• [AIM OF THE EXERCISE]: Starting with the line that contains "TARGET: man's nose", reproduce each line through the end of the listing below, with no other output.

begin MATERIAL

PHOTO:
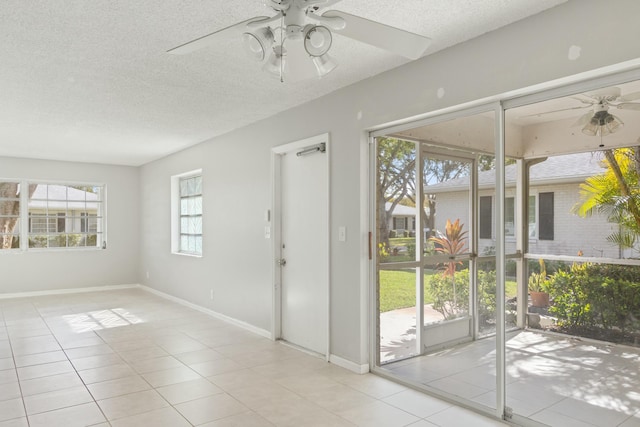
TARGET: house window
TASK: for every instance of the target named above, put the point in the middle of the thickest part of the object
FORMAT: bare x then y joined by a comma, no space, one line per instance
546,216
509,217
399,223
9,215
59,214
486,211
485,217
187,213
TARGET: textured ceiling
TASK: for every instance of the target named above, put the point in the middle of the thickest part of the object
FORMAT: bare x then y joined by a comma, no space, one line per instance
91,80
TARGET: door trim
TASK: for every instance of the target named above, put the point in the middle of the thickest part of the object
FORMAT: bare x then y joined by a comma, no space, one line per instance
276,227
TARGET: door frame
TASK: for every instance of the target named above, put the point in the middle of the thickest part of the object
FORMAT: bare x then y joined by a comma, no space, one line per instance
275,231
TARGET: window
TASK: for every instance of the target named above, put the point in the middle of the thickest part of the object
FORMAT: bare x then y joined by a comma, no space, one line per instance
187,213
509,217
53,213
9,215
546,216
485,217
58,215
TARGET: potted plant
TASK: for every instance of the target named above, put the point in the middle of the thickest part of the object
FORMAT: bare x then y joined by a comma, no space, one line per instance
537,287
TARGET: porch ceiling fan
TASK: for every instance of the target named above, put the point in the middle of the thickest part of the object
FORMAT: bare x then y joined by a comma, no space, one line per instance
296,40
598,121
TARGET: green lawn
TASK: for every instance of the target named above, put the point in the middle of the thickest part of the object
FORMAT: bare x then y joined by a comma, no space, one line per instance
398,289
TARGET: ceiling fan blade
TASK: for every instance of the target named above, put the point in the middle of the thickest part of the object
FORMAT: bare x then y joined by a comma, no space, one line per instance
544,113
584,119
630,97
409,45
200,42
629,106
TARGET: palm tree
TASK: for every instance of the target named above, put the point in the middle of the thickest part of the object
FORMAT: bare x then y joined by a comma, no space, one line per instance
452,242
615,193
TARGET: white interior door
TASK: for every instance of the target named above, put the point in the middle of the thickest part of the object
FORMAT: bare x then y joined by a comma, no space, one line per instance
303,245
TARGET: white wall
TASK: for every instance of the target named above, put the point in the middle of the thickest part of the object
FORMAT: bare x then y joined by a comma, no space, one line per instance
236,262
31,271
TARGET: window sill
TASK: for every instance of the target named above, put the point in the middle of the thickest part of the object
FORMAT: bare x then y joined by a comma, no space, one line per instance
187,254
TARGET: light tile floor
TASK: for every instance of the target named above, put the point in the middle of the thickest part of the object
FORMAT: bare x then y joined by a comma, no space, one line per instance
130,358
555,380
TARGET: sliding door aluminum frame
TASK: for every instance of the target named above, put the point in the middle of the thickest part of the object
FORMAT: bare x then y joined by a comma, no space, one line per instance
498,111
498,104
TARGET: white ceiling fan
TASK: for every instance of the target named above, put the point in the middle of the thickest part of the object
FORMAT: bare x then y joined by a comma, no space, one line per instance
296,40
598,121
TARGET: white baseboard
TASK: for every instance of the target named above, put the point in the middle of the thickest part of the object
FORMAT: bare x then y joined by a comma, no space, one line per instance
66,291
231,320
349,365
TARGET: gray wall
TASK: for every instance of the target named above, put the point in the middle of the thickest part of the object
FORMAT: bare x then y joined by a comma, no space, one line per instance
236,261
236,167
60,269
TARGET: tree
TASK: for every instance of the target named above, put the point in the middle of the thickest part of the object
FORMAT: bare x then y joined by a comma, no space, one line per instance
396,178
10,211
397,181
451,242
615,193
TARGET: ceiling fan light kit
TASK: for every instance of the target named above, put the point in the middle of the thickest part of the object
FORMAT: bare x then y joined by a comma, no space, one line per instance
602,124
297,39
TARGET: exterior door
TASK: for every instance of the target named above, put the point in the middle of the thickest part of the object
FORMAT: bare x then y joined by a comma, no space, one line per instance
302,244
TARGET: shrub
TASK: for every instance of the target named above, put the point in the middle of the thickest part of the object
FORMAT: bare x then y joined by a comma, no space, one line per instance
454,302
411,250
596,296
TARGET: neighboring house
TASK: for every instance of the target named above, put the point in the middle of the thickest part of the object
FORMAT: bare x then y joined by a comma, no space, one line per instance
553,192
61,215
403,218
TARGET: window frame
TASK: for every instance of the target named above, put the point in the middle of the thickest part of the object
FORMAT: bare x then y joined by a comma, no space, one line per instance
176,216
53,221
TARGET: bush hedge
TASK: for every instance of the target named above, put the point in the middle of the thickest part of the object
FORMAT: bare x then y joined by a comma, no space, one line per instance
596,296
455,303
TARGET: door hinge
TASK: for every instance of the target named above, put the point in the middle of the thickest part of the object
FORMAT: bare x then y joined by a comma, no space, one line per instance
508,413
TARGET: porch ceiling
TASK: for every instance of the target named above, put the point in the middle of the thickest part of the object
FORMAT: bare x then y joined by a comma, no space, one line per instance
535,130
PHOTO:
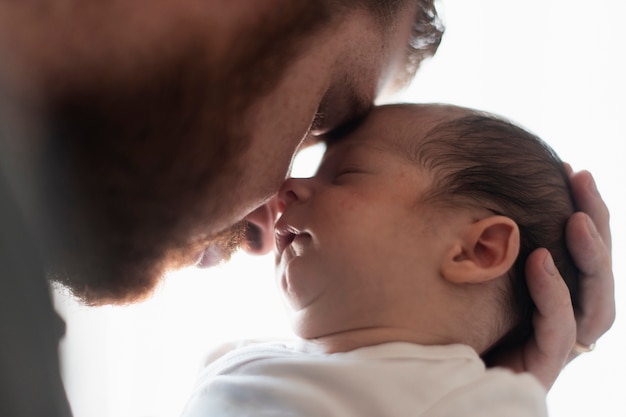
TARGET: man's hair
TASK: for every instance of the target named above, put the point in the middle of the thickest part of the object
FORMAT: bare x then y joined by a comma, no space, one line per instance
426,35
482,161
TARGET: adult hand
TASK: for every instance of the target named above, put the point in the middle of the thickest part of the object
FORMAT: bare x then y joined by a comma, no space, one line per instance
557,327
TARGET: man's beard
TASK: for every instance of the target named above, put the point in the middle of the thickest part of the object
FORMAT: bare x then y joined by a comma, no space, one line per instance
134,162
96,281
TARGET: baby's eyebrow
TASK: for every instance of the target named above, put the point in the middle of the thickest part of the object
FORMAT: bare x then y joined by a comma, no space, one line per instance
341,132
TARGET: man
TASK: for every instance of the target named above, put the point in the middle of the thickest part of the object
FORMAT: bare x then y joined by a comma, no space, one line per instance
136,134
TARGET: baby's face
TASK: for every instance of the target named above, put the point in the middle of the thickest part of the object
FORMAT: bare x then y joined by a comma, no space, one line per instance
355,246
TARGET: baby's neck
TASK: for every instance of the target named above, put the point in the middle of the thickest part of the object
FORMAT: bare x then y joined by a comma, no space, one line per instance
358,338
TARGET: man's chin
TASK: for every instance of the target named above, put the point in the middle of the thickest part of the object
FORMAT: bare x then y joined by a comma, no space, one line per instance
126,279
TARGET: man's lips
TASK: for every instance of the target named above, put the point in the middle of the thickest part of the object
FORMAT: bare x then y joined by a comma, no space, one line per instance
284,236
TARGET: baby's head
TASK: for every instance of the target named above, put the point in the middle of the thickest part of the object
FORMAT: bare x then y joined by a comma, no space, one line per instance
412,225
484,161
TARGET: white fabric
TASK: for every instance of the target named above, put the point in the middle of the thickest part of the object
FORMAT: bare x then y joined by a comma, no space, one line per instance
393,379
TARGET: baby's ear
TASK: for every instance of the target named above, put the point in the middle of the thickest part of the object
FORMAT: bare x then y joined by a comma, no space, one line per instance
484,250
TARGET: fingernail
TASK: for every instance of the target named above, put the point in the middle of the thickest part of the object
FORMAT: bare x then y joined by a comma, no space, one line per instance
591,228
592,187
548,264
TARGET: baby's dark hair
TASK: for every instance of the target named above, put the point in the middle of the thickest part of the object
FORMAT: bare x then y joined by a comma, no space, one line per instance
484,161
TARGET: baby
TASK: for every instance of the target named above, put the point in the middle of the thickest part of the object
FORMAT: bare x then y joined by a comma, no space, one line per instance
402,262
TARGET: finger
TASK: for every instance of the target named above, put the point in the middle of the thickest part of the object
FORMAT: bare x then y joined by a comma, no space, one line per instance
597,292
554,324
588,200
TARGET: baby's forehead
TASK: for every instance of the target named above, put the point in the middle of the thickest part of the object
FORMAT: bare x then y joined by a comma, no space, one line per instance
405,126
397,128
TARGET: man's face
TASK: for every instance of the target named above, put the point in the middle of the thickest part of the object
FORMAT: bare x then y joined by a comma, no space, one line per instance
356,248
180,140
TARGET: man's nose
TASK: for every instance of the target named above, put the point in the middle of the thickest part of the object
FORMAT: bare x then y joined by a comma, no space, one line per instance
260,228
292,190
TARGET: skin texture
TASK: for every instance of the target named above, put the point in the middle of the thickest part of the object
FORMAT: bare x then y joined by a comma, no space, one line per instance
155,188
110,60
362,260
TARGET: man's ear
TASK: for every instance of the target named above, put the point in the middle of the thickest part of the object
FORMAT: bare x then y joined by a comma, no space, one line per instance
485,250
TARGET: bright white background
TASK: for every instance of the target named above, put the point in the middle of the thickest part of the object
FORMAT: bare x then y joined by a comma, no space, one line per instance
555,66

end MATERIAL

• [CORRECT RESPONSE]:
TARGET: man's nose
TASK: for every instance of the target named above, put the point in the middle of the thickest part of the object
FORMAT: bare x then y joined by a comma, no space, one line per instance
260,228
292,190
TARGET: skin texture
TASK: for every instance of the target named above, put the point in the middle of the thickest part of the object
FORMAT: bare x then y joined by a comma, no space, one line per instance
155,188
110,60
362,260
TARGET: man's ear
TASK: for every instance of the target named above, put the point in the middle of the thickest part of the object
FORMAT: bare x then y joined by a comma, no space, one line per instance
485,250
TARGET: bright white background
TASK: for every instance of the target named above, put the point in the middle of the thickest part of the object
FORMAT: bare x then y joined by a comma, no space, one line per instance
555,66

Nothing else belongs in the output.